• _Exercise details_
Copy all of the records below verbatim.

• _Records provided_

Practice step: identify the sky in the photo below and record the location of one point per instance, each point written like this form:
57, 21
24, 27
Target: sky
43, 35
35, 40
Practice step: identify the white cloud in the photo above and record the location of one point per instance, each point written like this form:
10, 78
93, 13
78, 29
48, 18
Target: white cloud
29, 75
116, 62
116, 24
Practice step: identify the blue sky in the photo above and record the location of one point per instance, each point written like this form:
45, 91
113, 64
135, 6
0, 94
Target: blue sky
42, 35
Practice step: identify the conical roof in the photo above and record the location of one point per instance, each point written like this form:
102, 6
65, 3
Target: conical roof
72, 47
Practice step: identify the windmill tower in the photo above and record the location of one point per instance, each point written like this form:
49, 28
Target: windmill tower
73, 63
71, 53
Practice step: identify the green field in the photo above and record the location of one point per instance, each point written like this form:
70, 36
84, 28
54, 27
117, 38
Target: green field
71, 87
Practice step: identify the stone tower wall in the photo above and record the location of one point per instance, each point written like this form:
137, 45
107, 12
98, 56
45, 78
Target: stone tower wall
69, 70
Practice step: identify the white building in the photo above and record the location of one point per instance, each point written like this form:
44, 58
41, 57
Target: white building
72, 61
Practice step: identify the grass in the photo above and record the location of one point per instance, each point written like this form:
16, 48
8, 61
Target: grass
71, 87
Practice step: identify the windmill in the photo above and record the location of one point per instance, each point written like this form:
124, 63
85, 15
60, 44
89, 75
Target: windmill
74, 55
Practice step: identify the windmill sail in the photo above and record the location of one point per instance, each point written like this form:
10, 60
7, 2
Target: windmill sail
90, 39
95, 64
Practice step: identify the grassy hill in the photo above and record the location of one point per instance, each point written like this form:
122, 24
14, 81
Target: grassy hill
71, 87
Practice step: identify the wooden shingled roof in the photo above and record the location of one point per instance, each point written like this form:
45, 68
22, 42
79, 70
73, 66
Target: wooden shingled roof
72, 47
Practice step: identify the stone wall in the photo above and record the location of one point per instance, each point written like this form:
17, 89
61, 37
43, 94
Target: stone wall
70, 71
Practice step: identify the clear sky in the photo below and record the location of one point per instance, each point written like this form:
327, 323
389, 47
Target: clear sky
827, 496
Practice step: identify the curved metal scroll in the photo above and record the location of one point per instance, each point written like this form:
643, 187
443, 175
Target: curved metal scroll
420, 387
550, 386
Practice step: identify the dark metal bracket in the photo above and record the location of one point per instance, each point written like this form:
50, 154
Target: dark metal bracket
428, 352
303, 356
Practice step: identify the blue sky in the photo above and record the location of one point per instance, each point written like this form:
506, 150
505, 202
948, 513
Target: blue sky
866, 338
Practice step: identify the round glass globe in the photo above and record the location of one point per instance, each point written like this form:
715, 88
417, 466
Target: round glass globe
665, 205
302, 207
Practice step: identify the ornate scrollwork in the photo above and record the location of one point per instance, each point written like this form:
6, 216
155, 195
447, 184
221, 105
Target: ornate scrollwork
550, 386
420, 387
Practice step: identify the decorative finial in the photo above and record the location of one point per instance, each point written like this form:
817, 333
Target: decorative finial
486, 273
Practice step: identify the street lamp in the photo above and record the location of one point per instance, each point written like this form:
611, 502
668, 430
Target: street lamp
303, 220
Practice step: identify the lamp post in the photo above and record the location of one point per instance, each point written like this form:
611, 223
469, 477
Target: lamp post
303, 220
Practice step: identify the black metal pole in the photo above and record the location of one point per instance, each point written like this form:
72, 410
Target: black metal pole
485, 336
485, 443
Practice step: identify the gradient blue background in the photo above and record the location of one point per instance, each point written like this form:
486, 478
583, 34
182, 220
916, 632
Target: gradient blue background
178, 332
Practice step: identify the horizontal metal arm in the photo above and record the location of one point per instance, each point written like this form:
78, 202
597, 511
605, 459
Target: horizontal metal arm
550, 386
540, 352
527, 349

• _Full solution_
Practice step: identify the sky in the photo below and record the location of one point per instance, each point written like this form:
57, 21
24, 27
Target: sky
43, 35
35, 40
Practice step: identify the white cloud in the photo above and record the location of one point per instance, each point written like this form:
10, 78
93, 13
78, 29
48, 18
Target: white cloud
29, 75
116, 62
116, 24
Practice step: identify the blue sky in the photo above and record the location of one point per instance, each point written like this form:
45, 91
113, 64
135, 6
0, 94
Target: blue sky
42, 35
Practice step: identify the conical roof in the photo above and record the location of one point per instance, each point written like this form:
102, 6
65, 3
Target: conical roof
72, 47
Practice step: identify the windmill tower in the photo above and record the location of one point per instance, each point written like this form:
49, 28
Target: windmill tower
73, 63
71, 53
Practice step: identify the green field in the photo above and record the location of one point per instance, each point written like this form:
70, 36
84, 28
54, 27
117, 38
Target: green field
71, 87
Practice step: identify the stone tower wall in the photo above and record the location of one point per instance, each point written like this form:
137, 45
107, 12
98, 56
45, 78
Target: stone tower wall
69, 70
Practice step: identify the white building in the photo above and record the location of one point per instance, each point written like this form:
44, 58
41, 57
Target: white building
72, 61
Practice step: identify the grass in the photo above and record the location of one point per instance, each point written like this form:
16, 48
8, 61
Target: grass
71, 87
Practice step: identify the windmill in the photo above and record the location of one point per instance, each point written like this form:
124, 63
85, 15
60, 44
89, 75
Target: windmill
74, 55
Practice step: identify the windmill sail in the photo above and record the location of one point per instance, each point written like this form:
10, 60
7, 2
Target: windmill sail
90, 39
95, 64
Practice step: identify the grassy hill in the photo above and record the location of one point per instance, each point written like this form:
122, 24
14, 81
Target: grassy hill
71, 87
Practice step: identify the wooden shingled roof in the photo above and record the location of one point per instance, each point written like this form:
45, 68
22, 42
79, 70
73, 66
Target: wooden shingled roof
72, 47
Practice step: identify the stone wall in the photo above and record the location of one point per instance, each point written like this form:
17, 89
61, 37
43, 94
Target: stone wall
70, 71
Practice step: identify the clear sky in the photo below and record the location of one point per instance, each point written like this form:
327, 323
389, 47
Target: clear sky
827, 496
Practice step: identify the curved metal scroll in the photo above and record the location of one point per instance, each point written like this form:
643, 187
443, 175
Target: curved metal scroll
420, 387
550, 386
Practice step: identify the dark metal bracket in the photo above and record the location of one point per instance, each point written like this form:
50, 154
Target: dark metal bracket
428, 352
303, 356
Practice step: identify the blue sky in the photo above and record the location of one point per instance, each point written like this form:
506, 150
505, 202
948, 513
Target: blue sky
866, 338
Practice step: identify the round glass globe in the photo above and record the location of one point per instance, each point written like this form:
715, 88
417, 466
Target: round glass globe
665, 205
302, 207
Practice step: identify the ornate scrollwork in the photo above and record the location of one point per instance, each point written like this form:
6, 216
155, 195
447, 184
221, 105
Target: ornate scrollwork
550, 386
420, 387
Practice step: identify the decorative finial in the photo above and record the location of one point per instance, each point written like this form:
817, 333
Target: decorative finial
486, 273
Practice step: identify the street lamp in the photo above and record the location of one point per instance, each point written like this form:
611, 502
668, 430
Target: street lamp
303, 220
Practice step: identify the lamp post in the photo above and record the location of one point per instance, each point written like this form:
611, 223
469, 477
Target: lamp post
303, 220
Practice step: identify the black metal pole in the photo above and record the location of one point per instance, each point written like this form:
72, 410
Target: black metal pole
485, 336
485, 443
Practice step: identify the gradient blue background in the photo above and record the location of one point per instance, each point written like this form:
486, 478
583, 34
182, 220
916, 632
Target: gradient blue background
178, 332
Practice step: identify the horizontal metal arm in the photo above and record the location of one point per instance, each point written like this form:
78, 202
597, 511
605, 459
Target: horizontal metal arm
550, 386
540, 352
527, 349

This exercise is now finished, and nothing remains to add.